» Written task:
Copy out word for word the part of the items below that opens with the line containing "Target: groom's hand" and closes with the line containing "x=296 y=197", both of those lines included.

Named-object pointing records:
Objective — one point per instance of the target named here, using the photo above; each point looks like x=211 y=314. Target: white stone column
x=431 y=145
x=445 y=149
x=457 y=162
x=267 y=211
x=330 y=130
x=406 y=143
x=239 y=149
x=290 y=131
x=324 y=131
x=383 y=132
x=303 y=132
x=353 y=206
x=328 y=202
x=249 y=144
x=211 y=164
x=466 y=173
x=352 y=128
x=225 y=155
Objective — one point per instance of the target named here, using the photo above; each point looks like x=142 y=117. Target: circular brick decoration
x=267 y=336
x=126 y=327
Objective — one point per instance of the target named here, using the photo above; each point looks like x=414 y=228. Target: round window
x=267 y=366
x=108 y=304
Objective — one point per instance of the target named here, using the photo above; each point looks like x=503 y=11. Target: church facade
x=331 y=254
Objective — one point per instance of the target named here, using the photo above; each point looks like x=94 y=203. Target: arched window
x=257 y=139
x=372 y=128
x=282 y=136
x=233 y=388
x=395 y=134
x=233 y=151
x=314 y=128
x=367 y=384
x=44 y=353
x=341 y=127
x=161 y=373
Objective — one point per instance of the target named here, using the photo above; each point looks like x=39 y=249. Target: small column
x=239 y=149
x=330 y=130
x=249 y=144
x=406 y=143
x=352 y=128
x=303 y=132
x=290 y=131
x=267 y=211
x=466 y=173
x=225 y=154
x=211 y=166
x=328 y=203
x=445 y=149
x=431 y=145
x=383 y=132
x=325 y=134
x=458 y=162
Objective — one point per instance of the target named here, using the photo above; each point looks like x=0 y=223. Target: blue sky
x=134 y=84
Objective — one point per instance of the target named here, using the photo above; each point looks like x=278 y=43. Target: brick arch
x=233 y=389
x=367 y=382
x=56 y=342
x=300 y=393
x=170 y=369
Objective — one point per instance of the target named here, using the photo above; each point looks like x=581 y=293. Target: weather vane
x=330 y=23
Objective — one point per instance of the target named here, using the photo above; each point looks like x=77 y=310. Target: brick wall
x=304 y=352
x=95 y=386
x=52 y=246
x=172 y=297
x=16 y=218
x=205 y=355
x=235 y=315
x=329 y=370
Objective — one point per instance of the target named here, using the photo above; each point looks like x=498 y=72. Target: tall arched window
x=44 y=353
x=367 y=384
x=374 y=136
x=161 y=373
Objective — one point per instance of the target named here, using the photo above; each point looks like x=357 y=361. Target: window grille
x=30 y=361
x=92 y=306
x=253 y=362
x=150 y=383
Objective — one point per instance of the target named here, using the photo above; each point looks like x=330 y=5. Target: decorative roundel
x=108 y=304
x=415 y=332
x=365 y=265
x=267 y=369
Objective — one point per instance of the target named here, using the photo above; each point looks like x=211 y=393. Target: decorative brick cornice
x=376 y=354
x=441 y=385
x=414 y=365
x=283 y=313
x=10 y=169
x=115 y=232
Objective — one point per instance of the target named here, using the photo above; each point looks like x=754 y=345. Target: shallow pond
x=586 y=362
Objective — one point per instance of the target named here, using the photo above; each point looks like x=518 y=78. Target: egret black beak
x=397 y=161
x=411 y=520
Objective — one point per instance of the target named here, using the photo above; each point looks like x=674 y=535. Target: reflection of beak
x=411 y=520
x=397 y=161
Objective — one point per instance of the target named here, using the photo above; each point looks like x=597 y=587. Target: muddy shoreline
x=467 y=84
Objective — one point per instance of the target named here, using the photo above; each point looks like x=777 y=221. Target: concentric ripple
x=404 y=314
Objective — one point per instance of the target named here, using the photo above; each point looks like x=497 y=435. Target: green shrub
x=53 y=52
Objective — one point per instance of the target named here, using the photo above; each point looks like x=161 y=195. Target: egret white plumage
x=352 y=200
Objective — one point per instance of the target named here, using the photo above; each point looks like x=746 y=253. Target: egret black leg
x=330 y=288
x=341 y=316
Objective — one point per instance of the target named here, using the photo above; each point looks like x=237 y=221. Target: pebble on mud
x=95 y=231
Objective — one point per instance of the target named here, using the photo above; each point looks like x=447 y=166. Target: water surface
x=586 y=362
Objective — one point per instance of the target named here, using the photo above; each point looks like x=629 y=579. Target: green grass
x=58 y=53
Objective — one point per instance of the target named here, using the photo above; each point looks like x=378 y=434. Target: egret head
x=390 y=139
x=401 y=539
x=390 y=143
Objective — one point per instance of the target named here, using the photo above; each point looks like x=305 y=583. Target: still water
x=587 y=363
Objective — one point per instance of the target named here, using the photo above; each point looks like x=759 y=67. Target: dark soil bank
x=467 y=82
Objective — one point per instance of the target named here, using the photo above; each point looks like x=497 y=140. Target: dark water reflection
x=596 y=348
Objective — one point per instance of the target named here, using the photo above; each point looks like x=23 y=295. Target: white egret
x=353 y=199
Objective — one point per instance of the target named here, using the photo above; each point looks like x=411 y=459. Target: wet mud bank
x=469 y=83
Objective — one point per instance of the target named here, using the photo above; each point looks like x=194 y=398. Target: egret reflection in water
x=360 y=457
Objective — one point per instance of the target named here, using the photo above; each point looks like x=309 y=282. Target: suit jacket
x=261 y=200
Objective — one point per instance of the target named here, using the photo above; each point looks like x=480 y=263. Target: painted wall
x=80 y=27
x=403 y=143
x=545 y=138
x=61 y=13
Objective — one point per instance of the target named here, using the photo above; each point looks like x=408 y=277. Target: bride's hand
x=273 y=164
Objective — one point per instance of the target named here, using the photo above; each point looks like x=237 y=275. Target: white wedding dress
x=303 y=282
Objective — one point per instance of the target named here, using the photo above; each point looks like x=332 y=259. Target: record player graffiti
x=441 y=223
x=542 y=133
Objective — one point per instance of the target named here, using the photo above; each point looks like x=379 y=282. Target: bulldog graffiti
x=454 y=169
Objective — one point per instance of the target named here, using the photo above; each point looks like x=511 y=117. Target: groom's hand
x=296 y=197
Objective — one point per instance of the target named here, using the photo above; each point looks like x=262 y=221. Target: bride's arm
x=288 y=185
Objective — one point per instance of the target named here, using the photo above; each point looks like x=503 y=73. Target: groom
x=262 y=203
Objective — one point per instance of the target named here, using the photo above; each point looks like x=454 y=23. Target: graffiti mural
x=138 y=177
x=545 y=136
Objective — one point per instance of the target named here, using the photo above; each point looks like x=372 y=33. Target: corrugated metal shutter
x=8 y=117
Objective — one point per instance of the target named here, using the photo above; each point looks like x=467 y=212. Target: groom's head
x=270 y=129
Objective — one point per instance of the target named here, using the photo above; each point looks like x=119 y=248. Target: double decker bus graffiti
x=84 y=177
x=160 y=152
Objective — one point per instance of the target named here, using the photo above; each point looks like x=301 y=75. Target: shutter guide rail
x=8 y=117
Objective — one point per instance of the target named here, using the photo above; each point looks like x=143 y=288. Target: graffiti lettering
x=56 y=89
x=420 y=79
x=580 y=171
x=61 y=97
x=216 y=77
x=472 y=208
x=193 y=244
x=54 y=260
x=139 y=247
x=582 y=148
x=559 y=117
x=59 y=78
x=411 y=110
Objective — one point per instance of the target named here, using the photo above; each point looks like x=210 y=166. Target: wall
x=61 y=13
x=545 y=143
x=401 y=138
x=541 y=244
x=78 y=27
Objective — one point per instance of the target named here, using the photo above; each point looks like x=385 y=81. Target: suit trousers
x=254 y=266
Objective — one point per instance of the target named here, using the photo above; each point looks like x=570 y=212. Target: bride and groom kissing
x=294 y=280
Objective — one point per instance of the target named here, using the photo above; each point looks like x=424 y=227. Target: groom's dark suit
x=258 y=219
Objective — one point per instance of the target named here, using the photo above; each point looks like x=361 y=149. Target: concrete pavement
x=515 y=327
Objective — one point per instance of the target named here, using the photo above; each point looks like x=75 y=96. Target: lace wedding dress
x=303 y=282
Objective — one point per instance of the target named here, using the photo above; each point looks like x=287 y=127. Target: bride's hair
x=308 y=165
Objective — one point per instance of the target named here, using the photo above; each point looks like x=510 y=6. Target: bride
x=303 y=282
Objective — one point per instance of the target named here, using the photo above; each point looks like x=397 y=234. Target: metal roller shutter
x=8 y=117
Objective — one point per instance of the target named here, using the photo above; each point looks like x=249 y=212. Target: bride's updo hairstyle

* * *

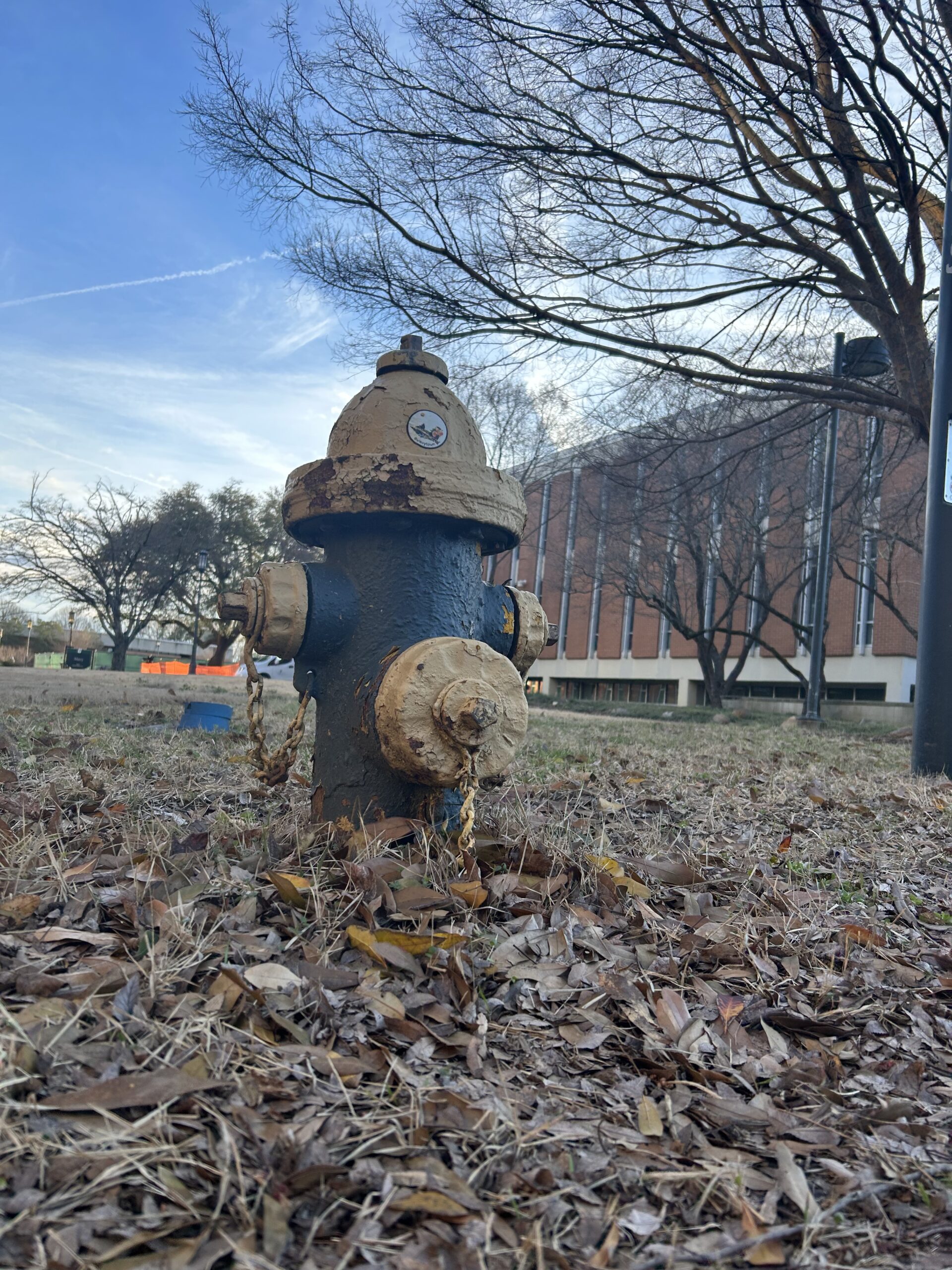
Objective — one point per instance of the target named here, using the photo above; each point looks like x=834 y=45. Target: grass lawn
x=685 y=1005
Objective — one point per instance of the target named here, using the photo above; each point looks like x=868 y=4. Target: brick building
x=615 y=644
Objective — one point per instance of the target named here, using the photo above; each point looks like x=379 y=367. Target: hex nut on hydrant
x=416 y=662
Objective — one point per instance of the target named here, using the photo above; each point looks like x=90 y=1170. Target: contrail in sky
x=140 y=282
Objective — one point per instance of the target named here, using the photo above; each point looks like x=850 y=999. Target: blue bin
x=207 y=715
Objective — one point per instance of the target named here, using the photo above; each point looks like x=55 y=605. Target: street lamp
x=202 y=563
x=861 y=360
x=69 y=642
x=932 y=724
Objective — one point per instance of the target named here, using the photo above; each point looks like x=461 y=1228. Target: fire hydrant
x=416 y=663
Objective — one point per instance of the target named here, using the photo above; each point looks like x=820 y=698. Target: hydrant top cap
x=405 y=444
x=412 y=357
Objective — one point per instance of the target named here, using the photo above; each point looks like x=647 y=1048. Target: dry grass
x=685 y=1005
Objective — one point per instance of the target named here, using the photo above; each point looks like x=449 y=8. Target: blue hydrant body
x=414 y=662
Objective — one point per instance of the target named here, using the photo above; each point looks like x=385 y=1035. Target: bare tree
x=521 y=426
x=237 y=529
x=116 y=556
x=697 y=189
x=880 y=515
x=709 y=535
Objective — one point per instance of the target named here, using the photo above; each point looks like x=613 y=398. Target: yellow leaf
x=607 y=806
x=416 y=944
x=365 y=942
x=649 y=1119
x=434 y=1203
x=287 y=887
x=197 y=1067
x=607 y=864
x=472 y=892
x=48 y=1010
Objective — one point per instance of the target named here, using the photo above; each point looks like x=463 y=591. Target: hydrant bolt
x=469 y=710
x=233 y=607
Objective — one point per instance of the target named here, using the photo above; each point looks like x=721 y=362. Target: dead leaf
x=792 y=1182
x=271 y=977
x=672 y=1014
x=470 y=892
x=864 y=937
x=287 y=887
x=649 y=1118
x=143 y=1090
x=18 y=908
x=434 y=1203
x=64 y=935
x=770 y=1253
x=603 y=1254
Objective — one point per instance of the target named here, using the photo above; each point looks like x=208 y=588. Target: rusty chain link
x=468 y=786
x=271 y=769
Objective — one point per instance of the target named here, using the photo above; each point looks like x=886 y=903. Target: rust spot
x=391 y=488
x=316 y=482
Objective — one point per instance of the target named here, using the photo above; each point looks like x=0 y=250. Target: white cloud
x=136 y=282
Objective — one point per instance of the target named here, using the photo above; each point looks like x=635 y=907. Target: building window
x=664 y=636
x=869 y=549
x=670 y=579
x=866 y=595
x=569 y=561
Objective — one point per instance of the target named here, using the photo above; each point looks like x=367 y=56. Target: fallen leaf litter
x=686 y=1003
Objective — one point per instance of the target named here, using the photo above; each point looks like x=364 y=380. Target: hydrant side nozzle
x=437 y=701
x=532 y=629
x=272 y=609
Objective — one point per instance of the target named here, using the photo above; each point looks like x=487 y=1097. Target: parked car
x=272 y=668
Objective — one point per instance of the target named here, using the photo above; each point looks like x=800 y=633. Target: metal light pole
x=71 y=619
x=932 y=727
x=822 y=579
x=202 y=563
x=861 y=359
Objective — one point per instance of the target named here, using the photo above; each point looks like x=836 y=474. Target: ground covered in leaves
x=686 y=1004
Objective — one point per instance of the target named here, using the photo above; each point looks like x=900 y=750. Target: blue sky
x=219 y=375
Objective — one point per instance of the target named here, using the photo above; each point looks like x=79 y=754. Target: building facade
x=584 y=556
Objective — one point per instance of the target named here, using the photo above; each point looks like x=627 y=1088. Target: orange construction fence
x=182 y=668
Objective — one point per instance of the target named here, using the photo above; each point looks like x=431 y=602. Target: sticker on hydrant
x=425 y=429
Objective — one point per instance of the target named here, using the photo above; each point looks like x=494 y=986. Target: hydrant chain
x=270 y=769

» Solution:
Objective — one point per instance of the target named here, using the photo above; each point looks like x=511 y=117. Target: groom's hand
x=296 y=197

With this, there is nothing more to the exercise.